BEGIN Material for the task

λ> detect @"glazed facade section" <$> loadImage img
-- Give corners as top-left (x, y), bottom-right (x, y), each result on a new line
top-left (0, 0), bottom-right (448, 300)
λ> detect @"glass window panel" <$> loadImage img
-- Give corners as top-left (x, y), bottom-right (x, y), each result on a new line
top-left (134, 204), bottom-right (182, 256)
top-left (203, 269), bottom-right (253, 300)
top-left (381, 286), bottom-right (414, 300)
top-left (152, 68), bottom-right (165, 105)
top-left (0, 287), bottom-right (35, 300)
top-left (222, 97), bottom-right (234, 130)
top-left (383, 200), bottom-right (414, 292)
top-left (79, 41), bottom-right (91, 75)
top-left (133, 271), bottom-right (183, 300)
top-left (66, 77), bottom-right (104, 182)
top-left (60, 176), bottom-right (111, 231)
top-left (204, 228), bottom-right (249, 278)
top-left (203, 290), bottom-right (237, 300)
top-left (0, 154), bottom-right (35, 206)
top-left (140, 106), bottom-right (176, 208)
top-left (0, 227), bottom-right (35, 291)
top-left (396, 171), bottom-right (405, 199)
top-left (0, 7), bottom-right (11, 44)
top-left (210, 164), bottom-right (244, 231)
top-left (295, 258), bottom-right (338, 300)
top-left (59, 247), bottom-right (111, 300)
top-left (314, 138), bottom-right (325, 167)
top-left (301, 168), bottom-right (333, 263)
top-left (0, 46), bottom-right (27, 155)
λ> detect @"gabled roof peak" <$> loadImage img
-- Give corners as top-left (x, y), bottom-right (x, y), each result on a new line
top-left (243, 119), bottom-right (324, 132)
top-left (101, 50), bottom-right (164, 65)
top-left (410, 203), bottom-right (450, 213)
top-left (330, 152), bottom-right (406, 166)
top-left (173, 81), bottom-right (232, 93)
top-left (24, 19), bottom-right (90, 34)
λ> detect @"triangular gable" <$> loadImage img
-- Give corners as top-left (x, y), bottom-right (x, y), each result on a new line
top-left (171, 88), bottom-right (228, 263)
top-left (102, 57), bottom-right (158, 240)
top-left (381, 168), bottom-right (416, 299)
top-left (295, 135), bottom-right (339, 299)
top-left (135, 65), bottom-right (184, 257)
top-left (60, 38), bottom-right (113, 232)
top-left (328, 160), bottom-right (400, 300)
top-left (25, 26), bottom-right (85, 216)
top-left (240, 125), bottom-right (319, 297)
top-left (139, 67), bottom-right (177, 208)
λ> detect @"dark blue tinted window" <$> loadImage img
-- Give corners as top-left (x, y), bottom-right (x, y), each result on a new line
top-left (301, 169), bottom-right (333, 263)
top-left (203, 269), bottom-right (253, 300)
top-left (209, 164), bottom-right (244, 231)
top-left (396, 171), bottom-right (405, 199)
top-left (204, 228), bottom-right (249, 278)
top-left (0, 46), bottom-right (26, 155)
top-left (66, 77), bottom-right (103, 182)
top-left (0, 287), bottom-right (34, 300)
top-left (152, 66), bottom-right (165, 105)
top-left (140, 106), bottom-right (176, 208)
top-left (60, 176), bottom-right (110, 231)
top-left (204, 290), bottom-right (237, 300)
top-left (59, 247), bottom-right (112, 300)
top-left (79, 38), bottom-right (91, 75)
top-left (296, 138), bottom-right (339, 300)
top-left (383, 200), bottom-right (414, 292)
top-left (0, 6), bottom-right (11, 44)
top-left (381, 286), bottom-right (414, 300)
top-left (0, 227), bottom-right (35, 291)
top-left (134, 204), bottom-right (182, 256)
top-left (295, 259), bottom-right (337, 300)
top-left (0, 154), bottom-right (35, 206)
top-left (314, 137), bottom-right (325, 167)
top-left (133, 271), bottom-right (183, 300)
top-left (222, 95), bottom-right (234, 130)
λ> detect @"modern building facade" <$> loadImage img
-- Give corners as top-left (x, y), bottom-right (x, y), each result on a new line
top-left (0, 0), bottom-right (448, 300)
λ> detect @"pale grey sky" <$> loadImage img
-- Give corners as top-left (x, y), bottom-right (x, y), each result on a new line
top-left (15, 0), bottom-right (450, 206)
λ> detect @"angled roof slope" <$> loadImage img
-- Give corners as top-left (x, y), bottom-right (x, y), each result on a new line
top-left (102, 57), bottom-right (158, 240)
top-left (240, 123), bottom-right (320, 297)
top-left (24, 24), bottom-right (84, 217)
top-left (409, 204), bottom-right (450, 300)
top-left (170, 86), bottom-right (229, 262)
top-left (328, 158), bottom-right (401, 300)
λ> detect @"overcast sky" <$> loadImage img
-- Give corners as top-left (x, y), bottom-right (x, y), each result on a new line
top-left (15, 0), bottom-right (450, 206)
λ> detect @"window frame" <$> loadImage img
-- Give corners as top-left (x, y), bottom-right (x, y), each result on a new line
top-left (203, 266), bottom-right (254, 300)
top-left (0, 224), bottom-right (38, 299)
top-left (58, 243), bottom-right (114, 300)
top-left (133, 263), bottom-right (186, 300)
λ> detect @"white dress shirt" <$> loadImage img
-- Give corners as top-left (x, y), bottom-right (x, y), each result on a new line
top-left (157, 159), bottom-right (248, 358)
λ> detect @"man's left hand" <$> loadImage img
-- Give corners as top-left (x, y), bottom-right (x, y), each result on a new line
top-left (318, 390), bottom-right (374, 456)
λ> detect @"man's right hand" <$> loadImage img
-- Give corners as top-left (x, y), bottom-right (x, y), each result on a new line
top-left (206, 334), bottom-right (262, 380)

END Material for the task

What is expected:
Give back the full listing above verbatim.

Expected answer:
λ> detect @"glazed facade section" <$> loadImage img
-- Give corners as top-left (x, y), bottom-right (x, y), each result on a new line
top-left (0, 0), bottom-right (448, 300)
λ> detect @"glass window panel" <$> loadImage img
-- Give corners as top-left (x, y), bottom-right (x, y), each result on a new line
top-left (134, 204), bottom-right (182, 256)
top-left (203, 269), bottom-right (253, 300)
top-left (381, 286), bottom-right (414, 300)
top-left (152, 68), bottom-right (165, 105)
top-left (0, 287), bottom-right (35, 300)
top-left (222, 97), bottom-right (234, 130)
top-left (383, 200), bottom-right (414, 292)
top-left (79, 41), bottom-right (91, 75)
top-left (133, 271), bottom-right (183, 300)
top-left (66, 77), bottom-right (104, 182)
top-left (60, 176), bottom-right (111, 231)
top-left (204, 228), bottom-right (249, 278)
top-left (203, 290), bottom-right (237, 300)
top-left (0, 154), bottom-right (35, 206)
top-left (140, 106), bottom-right (176, 208)
top-left (0, 227), bottom-right (35, 291)
top-left (396, 171), bottom-right (405, 199)
top-left (0, 7), bottom-right (11, 44)
top-left (210, 164), bottom-right (244, 231)
top-left (295, 258), bottom-right (338, 300)
top-left (59, 247), bottom-right (111, 300)
top-left (314, 138), bottom-right (325, 167)
top-left (301, 168), bottom-right (333, 263)
top-left (0, 46), bottom-right (27, 155)
λ> detect @"gabled roof peak" <$> loadImage img
-- Give corners as top-left (x, y), bottom-right (x, y), each result on a new line
top-left (243, 119), bottom-right (324, 132)
top-left (101, 50), bottom-right (164, 65)
top-left (410, 203), bottom-right (450, 213)
top-left (330, 152), bottom-right (406, 166)
top-left (173, 81), bottom-right (232, 93)
top-left (24, 19), bottom-right (90, 34)
λ> detect @"triangular gable" <$> loadImage img
-- Give corners as top-left (x, y), bottom-right (x, y), each result on a new line
top-left (171, 88), bottom-right (228, 263)
top-left (102, 57), bottom-right (158, 240)
top-left (381, 168), bottom-right (416, 299)
top-left (295, 135), bottom-right (339, 299)
top-left (135, 65), bottom-right (184, 257)
top-left (60, 38), bottom-right (113, 232)
top-left (328, 160), bottom-right (400, 300)
top-left (25, 26), bottom-right (85, 216)
top-left (240, 125), bottom-right (319, 297)
top-left (139, 67), bottom-right (177, 208)
λ> detect @"dark blue tinted window" <$> loadImage img
-- Give corners as top-left (x, y), bottom-right (x, y), each result on a new line
top-left (301, 169), bottom-right (333, 263)
top-left (203, 269), bottom-right (253, 300)
top-left (209, 164), bottom-right (244, 231)
top-left (396, 171), bottom-right (405, 199)
top-left (204, 228), bottom-right (249, 278)
top-left (0, 46), bottom-right (26, 155)
top-left (66, 77), bottom-right (103, 182)
top-left (0, 287), bottom-right (34, 300)
top-left (152, 66), bottom-right (165, 105)
top-left (140, 106), bottom-right (176, 208)
top-left (60, 176), bottom-right (110, 231)
top-left (204, 290), bottom-right (237, 300)
top-left (59, 247), bottom-right (112, 300)
top-left (79, 38), bottom-right (91, 75)
top-left (296, 138), bottom-right (339, 300)
top-left (383, 200), bottom-right (414, 292)
top-left (0, 6), bottom-right (11, 44)
top-left (381, 286), bottom-right (414, 300)
top-left (0, 227), bottom-right (35, 291)
top-left (134, 204), bottom-right (182, 256)
top-left (295, 259), bottom-right (337, 300)
top-left (0, 154), bottom-right (35, 206)
top-left (314, 137), bottom-right (325, 167)
top-left (133, 271), bottom-right (183, 300)
top-left (222, 95), bottom-right (234, 130)
λ> detect @"modern building facade" <$> loadImage img
-- Give corners as top-left (x, y), bottom-right (x, y), each result on a new line
top-left (0, 0), bottom-right (448, 300)
λ> detect @"pale grey sky" <$> loadImage img
-- Give corners as top-left (x, y), bottom-right (x, y), each result on a new line
top-left (15, 0), bottom-right (450, 206)
λ> detect @"angled roof slope" <$> loadImage img
-- Give corners as top-left (x, y), bottom-right (x, y), each result on a new line
top-left (102, 57), bottom-right (158, 240)
top-left (240, 123), bottom-right (320, 297)
top-left (24, 24), bottom-right (84, 217)
top-left (409, 204), bottom-right (450, 300)
top-left (170, 86), bottom-right (229, 262)
top-left (328, 158), bottom-right (401, 300)
λ> detect @"overcast sky" <$> loadImage img
-- Give corners as top-left (x, y), bottom-right (x, y), each result on a new line
top-left (15, 0), bottom-right (450, 206)
λ> detect @"window frame" <$> loadImage img
-- Give corners as top-left (x, y), bottom-right (x, y), each result on a new line
top-left (203, 266), bottom-right (254, 300)
top-left (0, 224), bottom-right (38, 299)
top-left (58, 243), bottom-right (114, 300)
top-left (133, 263), bottom-right (186, 300)
λ> detect @"white dress shirt" <$> loadImage img
-- Give corners as top-left (x, y), bottom-right (x, y), each result on a new line
top-left (157, 159), bottom-right (248, 358)
λ> detect @"man's left hand" <$> loadImage img
-- Give corners as top-left (x, y), bottom-right (x, y), each result on a new line
top-left (318, 390), bottom-right (374, 456)
λ> detect @"man's right hand" <$> loadImage img
-- Give corners as top-left (x, y), bottom-right (x, y), each result on a new line
top-left (206, 334), bottom-right (262, 380)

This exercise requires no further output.